+++ Given entries

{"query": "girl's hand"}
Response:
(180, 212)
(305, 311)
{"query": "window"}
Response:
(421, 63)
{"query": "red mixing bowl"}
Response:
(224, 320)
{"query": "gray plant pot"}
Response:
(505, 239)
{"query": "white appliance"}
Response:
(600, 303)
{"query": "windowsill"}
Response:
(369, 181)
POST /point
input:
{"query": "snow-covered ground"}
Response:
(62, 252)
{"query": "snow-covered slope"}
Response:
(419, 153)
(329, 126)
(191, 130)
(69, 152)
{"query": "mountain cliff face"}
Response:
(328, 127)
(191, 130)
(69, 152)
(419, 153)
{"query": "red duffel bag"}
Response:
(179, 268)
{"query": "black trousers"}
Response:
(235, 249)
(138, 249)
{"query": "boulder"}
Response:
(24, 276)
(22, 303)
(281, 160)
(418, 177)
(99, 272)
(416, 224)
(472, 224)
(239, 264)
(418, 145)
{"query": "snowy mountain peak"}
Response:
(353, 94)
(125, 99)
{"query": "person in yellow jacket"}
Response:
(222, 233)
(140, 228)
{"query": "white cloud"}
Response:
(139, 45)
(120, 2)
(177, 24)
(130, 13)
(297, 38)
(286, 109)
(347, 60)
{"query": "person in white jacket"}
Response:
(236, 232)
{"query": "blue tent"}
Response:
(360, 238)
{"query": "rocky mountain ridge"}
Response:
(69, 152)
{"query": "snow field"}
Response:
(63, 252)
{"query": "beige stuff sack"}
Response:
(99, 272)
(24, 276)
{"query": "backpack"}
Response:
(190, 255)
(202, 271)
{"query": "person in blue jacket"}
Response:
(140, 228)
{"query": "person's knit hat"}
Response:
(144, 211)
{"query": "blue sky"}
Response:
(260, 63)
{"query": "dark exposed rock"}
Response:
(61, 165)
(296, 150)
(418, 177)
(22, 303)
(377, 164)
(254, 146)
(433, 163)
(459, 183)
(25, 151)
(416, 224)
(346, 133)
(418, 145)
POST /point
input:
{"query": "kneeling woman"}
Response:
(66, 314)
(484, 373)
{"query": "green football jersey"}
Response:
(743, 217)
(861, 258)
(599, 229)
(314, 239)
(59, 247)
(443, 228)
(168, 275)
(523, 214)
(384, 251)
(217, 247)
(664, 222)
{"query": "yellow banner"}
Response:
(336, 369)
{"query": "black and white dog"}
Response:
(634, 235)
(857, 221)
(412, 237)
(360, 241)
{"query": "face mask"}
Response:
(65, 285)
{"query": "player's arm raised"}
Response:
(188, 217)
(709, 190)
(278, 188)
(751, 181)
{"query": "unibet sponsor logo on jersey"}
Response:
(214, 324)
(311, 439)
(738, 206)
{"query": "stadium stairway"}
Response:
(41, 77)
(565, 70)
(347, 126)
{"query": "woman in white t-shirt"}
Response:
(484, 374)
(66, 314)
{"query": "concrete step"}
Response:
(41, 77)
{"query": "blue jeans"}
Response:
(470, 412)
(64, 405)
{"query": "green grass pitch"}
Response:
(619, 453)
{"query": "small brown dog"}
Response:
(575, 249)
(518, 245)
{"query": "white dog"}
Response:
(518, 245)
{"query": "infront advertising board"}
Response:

++++++

### [Exercise aim]
Each entry is to be given again, exactly as it stands.

### [Solution for this exercise]
{"query": "girl's hand"}
Response:
(180, 212)
(305, 311)
{"query": "window"}
Response:
(421, 63)
{"query": "red mixing bowl"}
Response:
(224, 320)
{"query": "gray plant pot"}
Response:
(505, 239)
{"query": "white appliance"}
Response:
(600, 303)
{"query": "windowsill"}
Response:
(369, 181)
POST /point
input:
{"query": "snow-covered ground"}
Response:
(62, 252)
{"query": "snow-covered slope"}
Response:
(419, 153)
(329, 126)
(191, 130)
(69, 152)
{"query": "mountain cliff face"}
Response:
(328, 127)
(191, 130)
(69, 152)
(419, 153)
{"query": "red duffel bag"}
Response:
(179, 268)
{"query": "black trousers"}
Response:
(235, 249)
(138, 249)
{"query": "boulder"}
Response:
(24, 276)
(22, 303)
(281, 160)
(418, 177)
(99, 272)
(416, 224)
(472, 224)
(239, 264)
(418, 145)
{"query": "snowy mountain peak"}
Response:
(353, 94)
(125, 99)
{"query": "person in yellow jacket"}
Response:
(222, 233)
(140, 228)
{"query": "white cloud"}
Response:
(139, 45)
(120, 2)
(177, 24)
(130, 13)
(297, 38)
(286, 109)
(347, 60)
{"query": "person in white jacket"}
Response:
(236, 232)
{"query": "blue tent"}
Response:
(360, 238)
{"query": "rocky mountain ridge"}
Response:
(69, 152)
{"query": "snow field"}
Response:
(63, 252)
{"query": "beige stuff sack"}
Response:
(99, 272)
(24, 276)
{"query": "backpack"}
Response:
(190, 255)
(202, 271)
{"query": "person in blue jacket"}
Response:
(140, 228)
{"query": "person's knit hat"}
Response:
(144, 211)
{"query": "blue sky"}
Response:
(260, 63)
{"query": "dark exposed rock"}
Response:
(61, 165)
(296, 150)
(418, 177)
(22, 303)
(377, 164)
(254, 146)
(433, 163)
(459, 183)
(25, 151)
(416, 224)
(346, 133)
(418, 145)
POST /point
input:
{"query": "kneeling woman"}
Response:
(66, 314)
(484, 373)
{"query": "green football jersey"}
Response:
(743, 217)
(861, 258)
(599, 229)
(314, 239)
(59, 247)
(443, 228)
(168, 275)
(523, 214)
(384, 251)
(217, 247)
(664, 222)
{"query": "yellow banner"}
Response:
(336, 369)
{"query": "black and white dog"}
Response:
(634, 235)
(857, 221)
(412, 237)
(360, 241)
{"query": "face mask"}
Response:
(65, 285)
{"query": "player's arm raised"}
Response:
(188, 217)
(709, 190)
(278, 188)
(751, 181)
{"query": "unibet sponsor logo on jersey"}
Response:
(214, 324)
(311, 439)
(738, 206)
{"query": "stadium stairway"}
Response:
(41, 77)
(565, 70)
(347, 126)
{"query": "woman in white t-shirt"}
Response:
(484, 374)
(66, 314)
{"query": "concrete step"}
Response:
(41, 77)
{"query": "blue jeans"}
Response:
(470, 412)
(64, 405)
{"query": "green grass pitch"}
Response:
(619, 453)
{"query": "small brown dog"}
Response:
(575, 249)
(518, 245)
{"query": "white dog"}
Response:
(518, 245)
{"query": "infront advertising board"}
Response:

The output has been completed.